**Text passage:**
* Begin *

# Dental toothbrushes...amazing!!!



## bubbles61 (Oct 20, 2010)

I just thought I'd mention to all you guys who havnt yet tries the dental chews that look like tooth brushes! 
A have a really fussy chew but she loves them! They are low in fat and high in fibre!
The difference in her breathe after eating one is amazing!
I thoroughly recommend xxx


Sent from Petguide.com Free App


----------



## kellyb (Aug 26, 2012)

I have not seen these. What brand are they please?


Sent from Petguide.com App


----------



## bubbles61 (Oct 20, 2010)

They are made by paragon, they do 4 different sizes, the smallest being 5cm, I get the 11cm ones for my ch and they are 50p each from pets at home. They are brilliant! X


Sent from Petguide.com Free App


----------



## Evelyn (Oct 14, 2012)

They are neat looking, I googled them, but one store did say, "Not suitable for dogs under the age of 9 months." It didn't say why.


----------



## bubbles61 (Oct 20, 2010)

But the small 5 cm are for puppy's so I don't know, I think it's the design that scrapes the plaque off as they but it, my chi can get thru one in 2 days! There's 4 flavers, I know ones paprika apparently but my chi likes them all x


Sent from Petguide.com Free App


----------



## Wiz (Feb 2, 2013)

My junior loves them !

* End *

(Records)
* Begin *

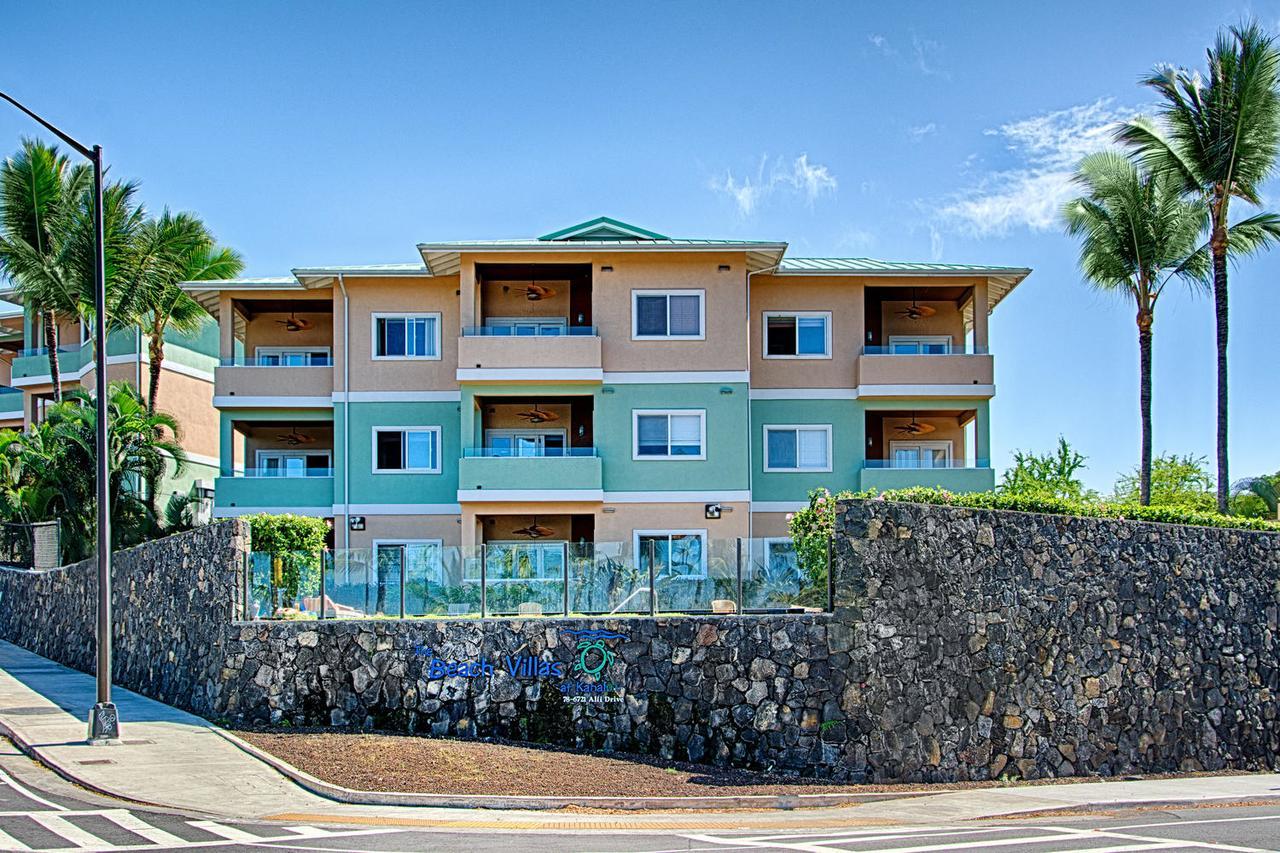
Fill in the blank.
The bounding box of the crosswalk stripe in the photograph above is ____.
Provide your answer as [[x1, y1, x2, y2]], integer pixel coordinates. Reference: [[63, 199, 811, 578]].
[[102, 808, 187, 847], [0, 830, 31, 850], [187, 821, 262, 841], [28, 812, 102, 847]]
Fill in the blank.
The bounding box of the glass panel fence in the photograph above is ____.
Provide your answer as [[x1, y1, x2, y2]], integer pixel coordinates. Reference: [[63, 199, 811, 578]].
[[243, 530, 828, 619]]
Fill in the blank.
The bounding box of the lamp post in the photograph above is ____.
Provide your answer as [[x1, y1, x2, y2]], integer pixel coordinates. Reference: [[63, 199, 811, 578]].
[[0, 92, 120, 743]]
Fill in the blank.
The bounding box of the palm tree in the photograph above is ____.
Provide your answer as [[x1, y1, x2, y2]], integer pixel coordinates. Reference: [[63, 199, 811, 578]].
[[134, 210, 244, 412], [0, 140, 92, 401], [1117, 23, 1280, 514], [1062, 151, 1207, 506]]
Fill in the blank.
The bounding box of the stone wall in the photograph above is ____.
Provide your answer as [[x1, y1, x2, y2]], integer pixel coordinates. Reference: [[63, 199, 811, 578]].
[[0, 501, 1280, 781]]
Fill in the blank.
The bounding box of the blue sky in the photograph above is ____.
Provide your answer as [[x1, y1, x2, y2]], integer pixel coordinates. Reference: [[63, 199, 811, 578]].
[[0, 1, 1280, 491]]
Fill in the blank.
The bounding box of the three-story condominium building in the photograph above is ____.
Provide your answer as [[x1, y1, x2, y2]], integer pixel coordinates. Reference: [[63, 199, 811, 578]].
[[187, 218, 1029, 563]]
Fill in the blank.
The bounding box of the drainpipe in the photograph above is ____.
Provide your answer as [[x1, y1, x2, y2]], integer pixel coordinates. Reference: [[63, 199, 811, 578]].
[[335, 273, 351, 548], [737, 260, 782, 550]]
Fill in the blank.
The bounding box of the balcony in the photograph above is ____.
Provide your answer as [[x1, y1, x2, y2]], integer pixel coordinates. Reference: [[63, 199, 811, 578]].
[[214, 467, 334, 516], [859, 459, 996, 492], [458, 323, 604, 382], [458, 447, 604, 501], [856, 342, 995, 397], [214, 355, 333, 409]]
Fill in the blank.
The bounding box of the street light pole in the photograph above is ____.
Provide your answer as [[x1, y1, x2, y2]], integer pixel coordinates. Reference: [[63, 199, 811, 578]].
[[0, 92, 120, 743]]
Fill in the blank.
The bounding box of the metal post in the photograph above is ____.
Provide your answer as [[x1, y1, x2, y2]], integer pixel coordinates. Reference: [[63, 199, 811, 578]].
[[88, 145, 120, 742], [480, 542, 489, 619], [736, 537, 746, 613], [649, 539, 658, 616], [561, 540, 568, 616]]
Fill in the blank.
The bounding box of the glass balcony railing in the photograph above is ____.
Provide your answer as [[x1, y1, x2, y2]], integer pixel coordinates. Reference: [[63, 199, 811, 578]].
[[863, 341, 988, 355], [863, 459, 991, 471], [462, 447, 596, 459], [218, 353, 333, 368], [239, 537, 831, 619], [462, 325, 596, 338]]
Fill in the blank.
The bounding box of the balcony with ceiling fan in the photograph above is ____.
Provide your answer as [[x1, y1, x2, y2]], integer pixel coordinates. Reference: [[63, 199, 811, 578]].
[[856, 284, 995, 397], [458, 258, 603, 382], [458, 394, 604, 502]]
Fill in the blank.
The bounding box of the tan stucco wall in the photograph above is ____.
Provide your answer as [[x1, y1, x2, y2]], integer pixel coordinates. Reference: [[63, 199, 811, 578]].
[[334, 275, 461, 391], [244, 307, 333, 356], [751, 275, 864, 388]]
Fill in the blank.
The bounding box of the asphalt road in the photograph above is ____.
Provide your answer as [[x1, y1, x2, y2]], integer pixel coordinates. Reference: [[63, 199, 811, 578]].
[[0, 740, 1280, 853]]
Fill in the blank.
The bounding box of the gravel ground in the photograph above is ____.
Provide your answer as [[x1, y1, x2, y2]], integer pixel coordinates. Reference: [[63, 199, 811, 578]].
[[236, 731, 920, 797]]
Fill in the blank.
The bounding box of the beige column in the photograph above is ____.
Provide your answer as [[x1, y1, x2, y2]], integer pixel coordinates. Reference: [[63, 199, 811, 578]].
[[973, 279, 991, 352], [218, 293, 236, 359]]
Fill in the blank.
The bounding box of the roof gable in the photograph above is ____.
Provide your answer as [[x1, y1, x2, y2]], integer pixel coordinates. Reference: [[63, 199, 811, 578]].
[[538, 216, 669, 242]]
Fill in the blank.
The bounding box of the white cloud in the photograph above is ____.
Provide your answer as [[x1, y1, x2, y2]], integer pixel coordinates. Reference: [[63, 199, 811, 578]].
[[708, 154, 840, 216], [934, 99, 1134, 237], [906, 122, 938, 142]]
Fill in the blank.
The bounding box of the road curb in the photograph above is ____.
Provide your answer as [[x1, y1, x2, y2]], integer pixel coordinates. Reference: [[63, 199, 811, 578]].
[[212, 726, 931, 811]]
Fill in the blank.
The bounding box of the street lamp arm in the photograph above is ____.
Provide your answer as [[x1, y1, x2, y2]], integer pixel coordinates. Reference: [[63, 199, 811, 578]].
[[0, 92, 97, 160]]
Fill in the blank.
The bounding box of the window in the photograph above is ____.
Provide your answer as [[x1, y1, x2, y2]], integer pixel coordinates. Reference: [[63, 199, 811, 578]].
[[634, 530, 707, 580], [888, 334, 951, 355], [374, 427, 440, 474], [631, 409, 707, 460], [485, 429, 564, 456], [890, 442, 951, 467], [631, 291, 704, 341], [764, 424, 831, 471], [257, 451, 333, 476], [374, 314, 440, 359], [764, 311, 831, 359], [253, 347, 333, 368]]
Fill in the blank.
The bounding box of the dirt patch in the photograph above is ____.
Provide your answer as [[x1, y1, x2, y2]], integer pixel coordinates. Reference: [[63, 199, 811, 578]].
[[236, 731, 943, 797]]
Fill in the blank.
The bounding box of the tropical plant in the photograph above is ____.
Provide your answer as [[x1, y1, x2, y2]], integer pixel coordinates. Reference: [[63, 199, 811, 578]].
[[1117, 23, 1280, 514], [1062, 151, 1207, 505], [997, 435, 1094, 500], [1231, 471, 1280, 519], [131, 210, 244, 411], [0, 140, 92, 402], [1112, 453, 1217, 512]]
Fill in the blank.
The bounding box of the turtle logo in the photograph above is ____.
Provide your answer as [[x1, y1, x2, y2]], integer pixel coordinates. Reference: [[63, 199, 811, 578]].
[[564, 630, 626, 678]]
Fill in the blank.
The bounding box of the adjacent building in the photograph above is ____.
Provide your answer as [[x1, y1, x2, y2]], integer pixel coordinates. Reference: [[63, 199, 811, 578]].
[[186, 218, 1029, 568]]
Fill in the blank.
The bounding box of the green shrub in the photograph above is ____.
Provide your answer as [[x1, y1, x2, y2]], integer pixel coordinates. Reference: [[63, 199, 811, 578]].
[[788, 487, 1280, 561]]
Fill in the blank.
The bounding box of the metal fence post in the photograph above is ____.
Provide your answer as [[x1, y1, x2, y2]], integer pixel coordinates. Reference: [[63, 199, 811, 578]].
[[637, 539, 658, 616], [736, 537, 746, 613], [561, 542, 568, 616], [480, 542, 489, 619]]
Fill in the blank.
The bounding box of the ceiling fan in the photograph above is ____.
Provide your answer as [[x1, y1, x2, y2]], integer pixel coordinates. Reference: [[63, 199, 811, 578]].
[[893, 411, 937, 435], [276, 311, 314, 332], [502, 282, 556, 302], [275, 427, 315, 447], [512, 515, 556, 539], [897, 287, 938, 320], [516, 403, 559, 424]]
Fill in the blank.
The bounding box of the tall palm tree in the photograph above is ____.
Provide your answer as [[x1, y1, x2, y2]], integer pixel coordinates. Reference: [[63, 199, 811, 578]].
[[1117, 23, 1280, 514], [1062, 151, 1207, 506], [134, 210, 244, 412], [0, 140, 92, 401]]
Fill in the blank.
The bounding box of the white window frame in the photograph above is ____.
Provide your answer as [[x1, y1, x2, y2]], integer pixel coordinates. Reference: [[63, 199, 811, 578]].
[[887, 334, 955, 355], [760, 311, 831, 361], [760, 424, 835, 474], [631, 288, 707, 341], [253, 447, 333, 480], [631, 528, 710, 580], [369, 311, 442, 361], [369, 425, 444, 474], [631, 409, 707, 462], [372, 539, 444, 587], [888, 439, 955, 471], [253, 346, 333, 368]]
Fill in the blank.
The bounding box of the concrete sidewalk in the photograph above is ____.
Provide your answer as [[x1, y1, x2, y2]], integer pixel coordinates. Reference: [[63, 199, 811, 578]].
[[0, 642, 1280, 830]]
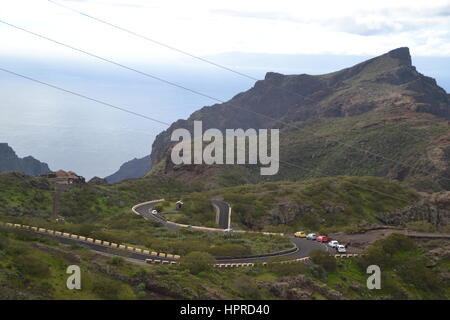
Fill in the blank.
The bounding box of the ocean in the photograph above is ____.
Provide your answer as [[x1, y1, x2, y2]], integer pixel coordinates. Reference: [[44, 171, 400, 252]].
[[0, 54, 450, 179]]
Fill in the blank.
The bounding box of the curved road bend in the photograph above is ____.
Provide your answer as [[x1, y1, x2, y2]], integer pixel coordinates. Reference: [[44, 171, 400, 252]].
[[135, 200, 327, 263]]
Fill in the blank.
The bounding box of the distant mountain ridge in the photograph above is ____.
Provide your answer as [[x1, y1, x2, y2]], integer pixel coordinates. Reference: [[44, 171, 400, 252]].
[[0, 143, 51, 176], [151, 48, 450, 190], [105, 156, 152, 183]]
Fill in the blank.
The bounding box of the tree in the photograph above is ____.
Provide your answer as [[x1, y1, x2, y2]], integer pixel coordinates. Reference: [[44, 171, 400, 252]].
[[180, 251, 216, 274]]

* End *

**Problems:**
(1) In the dental chew thread, what does each 11cm chew cost, and where is it bought?
(2) List every username that posts in the dental chew thread.
(3) Reproduce the part of the dental chew thread starting with "# Dental toothbrushes...amazing!!!" and going on through "high in fibre!".

**The answers:**
(1) 50p each, from pets at home.

(2) bubbles61, kellyb, Evelyn, Wiz

(3)
# Dental toothbrushes...amazing!!!



## bubbles61 (Oct 20, 2010)

I just thought I'd mention to all you guys who havnt yet tries the dental chews that look like tooth brushes! 
A have a really fussy chew but she loves them! They are low in fat and high in fibre!